• **Your instructions**
Which lines in the records contain the string "rough"? List every such line in full, treating uppercase and lowercase as different.
Top of Supplied records
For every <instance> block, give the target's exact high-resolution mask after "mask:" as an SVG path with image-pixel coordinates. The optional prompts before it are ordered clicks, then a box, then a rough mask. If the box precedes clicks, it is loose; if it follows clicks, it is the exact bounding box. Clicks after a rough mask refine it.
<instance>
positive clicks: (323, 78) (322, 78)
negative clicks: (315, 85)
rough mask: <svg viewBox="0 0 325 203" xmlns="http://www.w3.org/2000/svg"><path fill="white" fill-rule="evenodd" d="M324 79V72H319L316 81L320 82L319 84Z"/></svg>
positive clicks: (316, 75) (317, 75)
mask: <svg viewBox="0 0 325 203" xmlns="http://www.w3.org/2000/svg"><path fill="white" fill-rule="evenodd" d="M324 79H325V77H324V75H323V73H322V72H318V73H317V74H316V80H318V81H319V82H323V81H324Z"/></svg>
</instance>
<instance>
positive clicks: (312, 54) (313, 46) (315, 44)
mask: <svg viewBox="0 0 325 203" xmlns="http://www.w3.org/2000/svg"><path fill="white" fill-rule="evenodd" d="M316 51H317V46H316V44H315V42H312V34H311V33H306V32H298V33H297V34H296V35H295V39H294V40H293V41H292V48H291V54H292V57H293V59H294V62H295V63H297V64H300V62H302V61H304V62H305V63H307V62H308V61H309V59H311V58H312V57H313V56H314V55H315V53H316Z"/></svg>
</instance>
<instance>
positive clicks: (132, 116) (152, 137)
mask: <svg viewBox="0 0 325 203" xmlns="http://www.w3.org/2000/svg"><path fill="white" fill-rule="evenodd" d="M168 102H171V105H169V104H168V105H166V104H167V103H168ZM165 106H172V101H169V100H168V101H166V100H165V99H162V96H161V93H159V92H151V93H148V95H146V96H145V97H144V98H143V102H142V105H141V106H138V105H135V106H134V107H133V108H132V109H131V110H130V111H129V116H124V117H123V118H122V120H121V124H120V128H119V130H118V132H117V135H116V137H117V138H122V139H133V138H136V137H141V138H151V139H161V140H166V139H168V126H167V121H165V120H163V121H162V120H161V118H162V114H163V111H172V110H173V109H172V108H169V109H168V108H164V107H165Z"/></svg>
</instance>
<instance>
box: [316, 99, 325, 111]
Bottom of Supplied records
• **Finished task**
For every <instance> block, give the target's exact high-resolution mask after "mask:" as an SVG path with image-pixel coordinates. The optional prompts before it are ordered clicks, then a box, then a rough mask. If the box precedes clicks, it is loose; if it follows clicks, it is the exact bounding box. Clicks after a rough mask refine it.
rough mask: <svg viewBox="0 0 325 203" xmlns="http://www.w3.org/2000/svg"><path fill="white" fill-rule="evenodd" d="M324 79V72H319L316 81L320 82L319 84Z"/></svg>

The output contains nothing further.